[Position annotation records]
## Start

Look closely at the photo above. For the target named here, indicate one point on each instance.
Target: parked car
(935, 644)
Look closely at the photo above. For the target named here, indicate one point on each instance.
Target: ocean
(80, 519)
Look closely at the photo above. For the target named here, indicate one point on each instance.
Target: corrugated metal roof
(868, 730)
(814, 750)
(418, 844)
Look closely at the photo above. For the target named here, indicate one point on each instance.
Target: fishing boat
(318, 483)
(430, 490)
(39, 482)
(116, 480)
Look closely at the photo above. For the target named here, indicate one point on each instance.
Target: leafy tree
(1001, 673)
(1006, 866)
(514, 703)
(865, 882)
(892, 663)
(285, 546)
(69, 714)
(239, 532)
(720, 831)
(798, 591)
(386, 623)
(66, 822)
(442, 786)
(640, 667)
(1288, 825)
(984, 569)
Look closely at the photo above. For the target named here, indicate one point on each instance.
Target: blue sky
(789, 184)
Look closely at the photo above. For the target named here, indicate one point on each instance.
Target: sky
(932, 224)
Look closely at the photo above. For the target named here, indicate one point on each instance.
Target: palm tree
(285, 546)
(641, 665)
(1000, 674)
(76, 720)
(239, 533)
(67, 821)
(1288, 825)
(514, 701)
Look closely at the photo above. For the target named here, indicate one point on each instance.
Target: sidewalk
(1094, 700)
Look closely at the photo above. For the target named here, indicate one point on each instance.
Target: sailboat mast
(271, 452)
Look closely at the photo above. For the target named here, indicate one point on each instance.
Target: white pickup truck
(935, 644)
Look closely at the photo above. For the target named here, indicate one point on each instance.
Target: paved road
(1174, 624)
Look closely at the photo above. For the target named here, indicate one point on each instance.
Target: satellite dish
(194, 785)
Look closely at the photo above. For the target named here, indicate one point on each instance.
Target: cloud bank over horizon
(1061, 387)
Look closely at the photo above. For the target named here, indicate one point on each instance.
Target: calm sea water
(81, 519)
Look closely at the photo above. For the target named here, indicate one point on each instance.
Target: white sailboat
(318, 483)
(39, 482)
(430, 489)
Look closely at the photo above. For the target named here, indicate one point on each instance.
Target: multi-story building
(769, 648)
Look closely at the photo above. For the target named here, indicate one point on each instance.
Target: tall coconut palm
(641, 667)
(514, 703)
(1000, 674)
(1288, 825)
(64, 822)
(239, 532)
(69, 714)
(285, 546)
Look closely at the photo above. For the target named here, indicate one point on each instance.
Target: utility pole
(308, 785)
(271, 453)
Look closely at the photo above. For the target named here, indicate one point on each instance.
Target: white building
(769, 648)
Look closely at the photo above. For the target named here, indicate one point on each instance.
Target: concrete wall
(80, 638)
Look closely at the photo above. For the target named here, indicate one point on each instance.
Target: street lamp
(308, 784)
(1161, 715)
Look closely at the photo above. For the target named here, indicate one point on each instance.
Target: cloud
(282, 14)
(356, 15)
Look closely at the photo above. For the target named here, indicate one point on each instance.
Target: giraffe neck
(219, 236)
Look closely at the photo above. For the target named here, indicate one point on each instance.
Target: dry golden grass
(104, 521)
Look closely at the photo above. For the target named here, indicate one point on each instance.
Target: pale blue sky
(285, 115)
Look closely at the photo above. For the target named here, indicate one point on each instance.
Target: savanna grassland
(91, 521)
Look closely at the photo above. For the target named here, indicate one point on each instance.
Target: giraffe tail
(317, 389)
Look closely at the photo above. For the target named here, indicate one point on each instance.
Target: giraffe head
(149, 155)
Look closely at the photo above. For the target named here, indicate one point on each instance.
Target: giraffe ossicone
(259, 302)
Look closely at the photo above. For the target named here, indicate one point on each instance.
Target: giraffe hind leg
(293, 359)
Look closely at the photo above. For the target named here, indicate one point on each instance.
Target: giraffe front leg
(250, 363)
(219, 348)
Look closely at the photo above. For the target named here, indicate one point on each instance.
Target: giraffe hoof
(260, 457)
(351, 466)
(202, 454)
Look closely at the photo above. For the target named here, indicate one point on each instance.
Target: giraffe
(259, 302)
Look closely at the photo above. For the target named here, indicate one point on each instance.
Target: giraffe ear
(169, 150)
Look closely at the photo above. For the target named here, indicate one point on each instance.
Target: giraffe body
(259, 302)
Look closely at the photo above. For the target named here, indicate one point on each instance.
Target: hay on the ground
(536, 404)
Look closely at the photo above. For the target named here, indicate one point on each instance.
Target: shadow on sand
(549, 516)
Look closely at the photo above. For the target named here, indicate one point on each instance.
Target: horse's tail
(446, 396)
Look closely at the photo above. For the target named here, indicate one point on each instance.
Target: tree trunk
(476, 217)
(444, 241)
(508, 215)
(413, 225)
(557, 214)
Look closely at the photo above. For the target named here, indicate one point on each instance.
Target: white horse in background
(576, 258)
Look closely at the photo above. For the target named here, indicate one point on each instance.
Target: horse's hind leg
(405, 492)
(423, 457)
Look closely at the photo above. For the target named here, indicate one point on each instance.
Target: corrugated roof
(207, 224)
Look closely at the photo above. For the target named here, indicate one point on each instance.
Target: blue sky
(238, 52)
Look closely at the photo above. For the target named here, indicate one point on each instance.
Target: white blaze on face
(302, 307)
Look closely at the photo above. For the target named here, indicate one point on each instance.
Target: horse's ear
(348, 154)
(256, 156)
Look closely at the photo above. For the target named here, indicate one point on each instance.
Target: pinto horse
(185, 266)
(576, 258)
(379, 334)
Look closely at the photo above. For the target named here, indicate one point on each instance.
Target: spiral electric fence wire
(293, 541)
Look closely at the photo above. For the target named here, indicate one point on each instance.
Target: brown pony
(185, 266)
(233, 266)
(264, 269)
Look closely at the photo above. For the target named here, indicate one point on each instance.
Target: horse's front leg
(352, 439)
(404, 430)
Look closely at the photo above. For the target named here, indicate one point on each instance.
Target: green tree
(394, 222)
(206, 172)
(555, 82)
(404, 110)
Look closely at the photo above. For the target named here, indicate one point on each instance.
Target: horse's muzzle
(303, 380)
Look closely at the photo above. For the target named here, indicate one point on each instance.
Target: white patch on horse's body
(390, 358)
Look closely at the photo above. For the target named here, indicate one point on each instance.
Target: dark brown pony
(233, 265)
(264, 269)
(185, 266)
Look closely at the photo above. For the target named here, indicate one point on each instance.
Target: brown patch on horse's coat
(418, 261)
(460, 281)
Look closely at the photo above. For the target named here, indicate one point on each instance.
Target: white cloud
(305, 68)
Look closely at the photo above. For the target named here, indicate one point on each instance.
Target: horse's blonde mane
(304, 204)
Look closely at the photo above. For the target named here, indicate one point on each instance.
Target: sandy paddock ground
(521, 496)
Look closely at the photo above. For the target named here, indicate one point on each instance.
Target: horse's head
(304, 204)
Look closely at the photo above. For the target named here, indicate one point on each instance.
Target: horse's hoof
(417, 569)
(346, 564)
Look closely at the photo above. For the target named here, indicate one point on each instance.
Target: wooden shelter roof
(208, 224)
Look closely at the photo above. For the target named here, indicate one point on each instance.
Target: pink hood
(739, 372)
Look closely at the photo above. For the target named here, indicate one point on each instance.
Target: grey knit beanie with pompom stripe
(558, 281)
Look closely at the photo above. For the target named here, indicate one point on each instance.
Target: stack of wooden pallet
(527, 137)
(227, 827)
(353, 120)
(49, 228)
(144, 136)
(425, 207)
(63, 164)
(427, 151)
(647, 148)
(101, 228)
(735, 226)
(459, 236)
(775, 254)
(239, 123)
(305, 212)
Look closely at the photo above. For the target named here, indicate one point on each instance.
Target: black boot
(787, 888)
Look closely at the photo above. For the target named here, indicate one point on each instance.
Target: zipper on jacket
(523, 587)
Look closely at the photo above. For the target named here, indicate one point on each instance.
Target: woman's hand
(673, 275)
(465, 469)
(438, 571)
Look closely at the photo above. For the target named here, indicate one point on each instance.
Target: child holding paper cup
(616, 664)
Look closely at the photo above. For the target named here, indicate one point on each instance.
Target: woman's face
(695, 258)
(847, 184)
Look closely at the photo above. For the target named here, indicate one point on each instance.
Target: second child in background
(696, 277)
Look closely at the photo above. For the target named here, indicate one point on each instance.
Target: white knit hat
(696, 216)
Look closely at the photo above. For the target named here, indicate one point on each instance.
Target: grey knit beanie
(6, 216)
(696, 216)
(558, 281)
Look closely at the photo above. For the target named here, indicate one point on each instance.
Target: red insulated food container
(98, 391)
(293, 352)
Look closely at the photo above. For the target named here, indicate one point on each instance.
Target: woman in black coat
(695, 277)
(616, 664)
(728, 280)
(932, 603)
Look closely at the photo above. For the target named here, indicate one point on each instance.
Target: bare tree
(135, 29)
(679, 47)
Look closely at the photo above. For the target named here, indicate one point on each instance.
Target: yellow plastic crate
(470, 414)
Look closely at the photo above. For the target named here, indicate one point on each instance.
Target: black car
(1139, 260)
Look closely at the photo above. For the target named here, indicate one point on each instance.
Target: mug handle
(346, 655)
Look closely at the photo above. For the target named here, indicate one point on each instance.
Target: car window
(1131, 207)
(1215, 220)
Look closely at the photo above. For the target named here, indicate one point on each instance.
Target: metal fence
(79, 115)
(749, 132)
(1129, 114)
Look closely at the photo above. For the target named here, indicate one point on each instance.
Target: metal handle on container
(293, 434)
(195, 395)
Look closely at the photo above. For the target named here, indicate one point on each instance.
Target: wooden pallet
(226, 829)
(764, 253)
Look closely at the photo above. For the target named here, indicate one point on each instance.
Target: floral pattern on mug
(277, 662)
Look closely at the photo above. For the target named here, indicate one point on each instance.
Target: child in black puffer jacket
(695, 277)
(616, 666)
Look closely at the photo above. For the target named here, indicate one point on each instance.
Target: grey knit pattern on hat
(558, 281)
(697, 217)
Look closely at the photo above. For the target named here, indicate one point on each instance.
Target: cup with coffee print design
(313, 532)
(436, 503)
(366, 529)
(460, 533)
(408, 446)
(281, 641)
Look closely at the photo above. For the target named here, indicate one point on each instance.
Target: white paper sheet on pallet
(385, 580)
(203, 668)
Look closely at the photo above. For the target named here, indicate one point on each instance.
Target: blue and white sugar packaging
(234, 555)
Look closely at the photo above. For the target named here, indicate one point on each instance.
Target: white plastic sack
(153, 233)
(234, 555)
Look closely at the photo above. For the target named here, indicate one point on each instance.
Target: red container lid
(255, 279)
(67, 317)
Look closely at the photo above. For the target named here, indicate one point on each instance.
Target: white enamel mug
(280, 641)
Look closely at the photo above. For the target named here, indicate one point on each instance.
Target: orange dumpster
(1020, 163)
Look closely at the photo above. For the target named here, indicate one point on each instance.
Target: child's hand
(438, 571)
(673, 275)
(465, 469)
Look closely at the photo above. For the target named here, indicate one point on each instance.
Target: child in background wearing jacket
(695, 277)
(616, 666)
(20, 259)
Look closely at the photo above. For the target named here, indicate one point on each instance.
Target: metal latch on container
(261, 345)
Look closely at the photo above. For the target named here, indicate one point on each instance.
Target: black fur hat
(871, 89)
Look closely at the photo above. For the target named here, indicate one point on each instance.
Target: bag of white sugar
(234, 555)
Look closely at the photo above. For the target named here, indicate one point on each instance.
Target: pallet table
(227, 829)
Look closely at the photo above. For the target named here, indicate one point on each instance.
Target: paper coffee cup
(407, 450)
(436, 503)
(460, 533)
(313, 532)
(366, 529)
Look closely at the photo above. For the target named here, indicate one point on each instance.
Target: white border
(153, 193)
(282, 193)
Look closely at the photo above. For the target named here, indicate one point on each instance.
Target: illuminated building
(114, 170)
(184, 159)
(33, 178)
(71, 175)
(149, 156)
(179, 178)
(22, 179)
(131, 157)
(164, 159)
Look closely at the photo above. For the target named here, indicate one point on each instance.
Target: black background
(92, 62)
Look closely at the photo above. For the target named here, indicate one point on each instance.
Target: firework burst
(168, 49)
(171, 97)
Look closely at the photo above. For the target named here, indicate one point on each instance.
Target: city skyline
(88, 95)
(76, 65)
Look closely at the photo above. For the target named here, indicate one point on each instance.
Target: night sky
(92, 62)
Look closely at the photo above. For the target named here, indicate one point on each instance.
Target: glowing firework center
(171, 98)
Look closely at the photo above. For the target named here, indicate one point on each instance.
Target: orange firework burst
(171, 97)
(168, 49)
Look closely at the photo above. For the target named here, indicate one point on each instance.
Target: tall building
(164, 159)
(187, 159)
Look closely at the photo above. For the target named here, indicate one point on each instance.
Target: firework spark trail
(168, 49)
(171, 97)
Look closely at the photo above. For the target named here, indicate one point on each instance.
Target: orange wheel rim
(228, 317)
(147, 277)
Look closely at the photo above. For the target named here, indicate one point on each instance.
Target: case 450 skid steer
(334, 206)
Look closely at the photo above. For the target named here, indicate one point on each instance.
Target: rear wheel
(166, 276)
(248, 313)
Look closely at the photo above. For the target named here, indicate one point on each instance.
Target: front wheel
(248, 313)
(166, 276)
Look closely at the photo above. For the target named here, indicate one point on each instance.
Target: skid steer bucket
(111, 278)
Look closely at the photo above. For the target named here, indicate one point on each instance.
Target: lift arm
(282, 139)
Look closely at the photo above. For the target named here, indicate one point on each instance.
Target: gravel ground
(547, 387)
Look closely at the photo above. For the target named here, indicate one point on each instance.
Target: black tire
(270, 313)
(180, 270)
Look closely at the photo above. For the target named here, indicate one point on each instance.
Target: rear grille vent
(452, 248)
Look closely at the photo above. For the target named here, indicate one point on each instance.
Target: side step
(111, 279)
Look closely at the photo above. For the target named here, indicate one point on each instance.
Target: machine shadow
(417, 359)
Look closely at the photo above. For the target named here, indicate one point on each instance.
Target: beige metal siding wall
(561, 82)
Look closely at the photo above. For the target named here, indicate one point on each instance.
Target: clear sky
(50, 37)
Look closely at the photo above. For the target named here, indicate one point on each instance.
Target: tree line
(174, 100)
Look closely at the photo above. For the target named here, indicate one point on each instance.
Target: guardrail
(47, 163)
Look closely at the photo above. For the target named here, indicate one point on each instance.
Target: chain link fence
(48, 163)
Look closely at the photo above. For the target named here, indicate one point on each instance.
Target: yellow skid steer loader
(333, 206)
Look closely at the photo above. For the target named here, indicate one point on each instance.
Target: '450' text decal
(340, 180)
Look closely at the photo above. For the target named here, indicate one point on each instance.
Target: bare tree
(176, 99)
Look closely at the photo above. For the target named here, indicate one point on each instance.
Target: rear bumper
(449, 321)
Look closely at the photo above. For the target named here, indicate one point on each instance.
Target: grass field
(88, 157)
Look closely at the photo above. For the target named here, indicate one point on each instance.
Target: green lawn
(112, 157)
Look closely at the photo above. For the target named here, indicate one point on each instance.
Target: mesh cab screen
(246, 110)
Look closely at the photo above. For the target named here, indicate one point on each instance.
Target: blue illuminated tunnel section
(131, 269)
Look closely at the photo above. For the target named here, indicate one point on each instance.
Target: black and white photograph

## End

- **What the task asks**
Extract every line of the records above that contains the word "container".

- **Exercise output**
Target: red insulated food container
Target: metal handle on container
Target: red container lid
Target: metal latch on container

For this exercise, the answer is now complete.